# STATED EXERCISE
Copy out, character for character, everything in the records below from the line containing "Guideline: one marker per instance of the red" down to the end of the records, including both the first and last lines.

Dataset excerpts on object pointing:
++++++++++
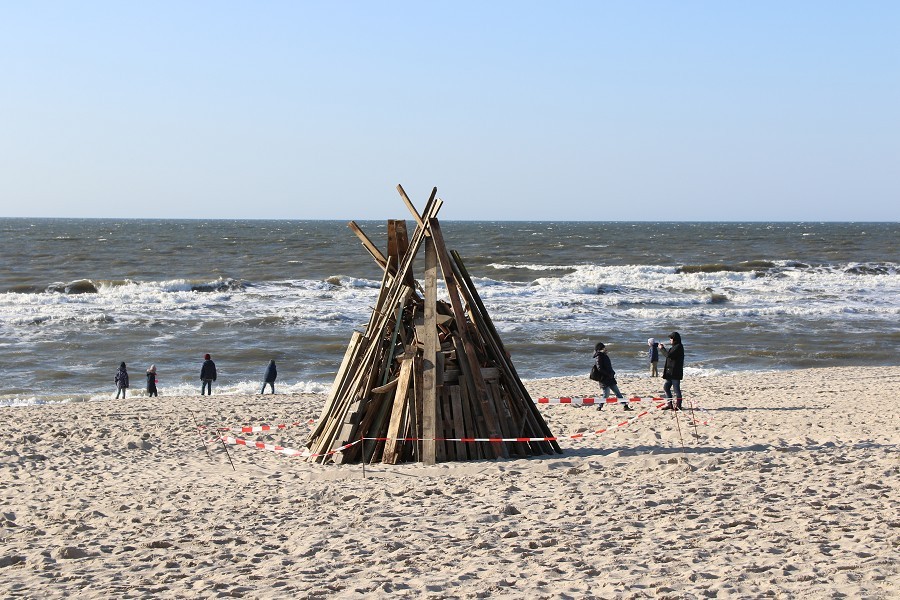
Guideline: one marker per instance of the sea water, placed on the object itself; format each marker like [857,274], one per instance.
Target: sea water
[77,297]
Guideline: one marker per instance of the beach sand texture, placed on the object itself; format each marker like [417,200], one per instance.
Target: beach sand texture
[791,491]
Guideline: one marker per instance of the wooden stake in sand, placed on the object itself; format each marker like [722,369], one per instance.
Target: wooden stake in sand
[197,425]
[694,419]
[675,411]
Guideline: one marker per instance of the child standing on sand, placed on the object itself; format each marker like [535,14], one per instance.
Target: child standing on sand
[121,381]
[270,377]
[151,382]
[653,353]
[207,374]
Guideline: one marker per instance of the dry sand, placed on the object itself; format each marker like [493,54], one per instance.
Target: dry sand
[791,491]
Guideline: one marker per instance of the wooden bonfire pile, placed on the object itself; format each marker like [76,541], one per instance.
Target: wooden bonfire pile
[425,369]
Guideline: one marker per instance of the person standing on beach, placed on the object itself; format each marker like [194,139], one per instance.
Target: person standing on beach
[270,377]
[207,374]
[121,381]
[151,382]
[607,376]
[673,371]
[653,353]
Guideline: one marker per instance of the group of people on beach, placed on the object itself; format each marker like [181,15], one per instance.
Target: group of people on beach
[673,371]
[208,374]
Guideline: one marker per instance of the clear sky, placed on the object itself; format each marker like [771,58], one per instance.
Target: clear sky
[763,110]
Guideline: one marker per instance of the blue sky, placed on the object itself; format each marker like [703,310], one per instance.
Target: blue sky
[514,110]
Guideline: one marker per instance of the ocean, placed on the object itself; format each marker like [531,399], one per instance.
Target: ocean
[79,296]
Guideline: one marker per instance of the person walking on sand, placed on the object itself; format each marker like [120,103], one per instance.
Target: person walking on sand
[653,354]
[673,371]
[607,376]
[151,382]
[270,377]
[121,381]
[207,374]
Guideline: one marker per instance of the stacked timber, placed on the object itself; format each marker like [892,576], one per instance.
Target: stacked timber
[427,372]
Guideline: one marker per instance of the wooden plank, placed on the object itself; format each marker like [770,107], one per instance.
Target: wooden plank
[360,376]
[397,424]
[459,426]
[429,354]
[473,448]
[501,356]
[341,374]
[466,382]
[419,400]
[410,206]
[480,389]
[368,244]
[440,447]
[402,248]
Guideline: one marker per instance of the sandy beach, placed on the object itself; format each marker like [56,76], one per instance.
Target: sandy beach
[790,490]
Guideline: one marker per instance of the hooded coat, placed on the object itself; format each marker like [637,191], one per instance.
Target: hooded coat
[271,373]
[208,370]
[674,368]
[121,377]
[604,365]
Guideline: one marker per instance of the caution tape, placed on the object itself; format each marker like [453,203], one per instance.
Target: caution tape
[260,428]
[591,400]
[305,453]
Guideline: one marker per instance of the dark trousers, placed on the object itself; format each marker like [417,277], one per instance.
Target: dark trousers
[667,387]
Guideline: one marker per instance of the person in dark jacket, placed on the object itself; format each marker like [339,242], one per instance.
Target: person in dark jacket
[121,380]
[270,377]
[607,377]
[653,354]
[207,374]
[151,382]
[673,372]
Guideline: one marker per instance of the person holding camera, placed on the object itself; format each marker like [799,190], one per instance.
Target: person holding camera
[607,376]
[673,372]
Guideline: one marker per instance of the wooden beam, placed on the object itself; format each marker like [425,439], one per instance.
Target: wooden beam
[484,322]
[393,447]
[429,379]
[488,410]
[412,208]
[367,243]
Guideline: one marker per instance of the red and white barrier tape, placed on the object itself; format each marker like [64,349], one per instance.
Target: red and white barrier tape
++++++++++
# EXPECTED ANSWER
Guideline: one marker per instance of the red and white barrier tape, placed on the object itself; format each marker like [64,349], one per instance.
Target: red and white barrier tape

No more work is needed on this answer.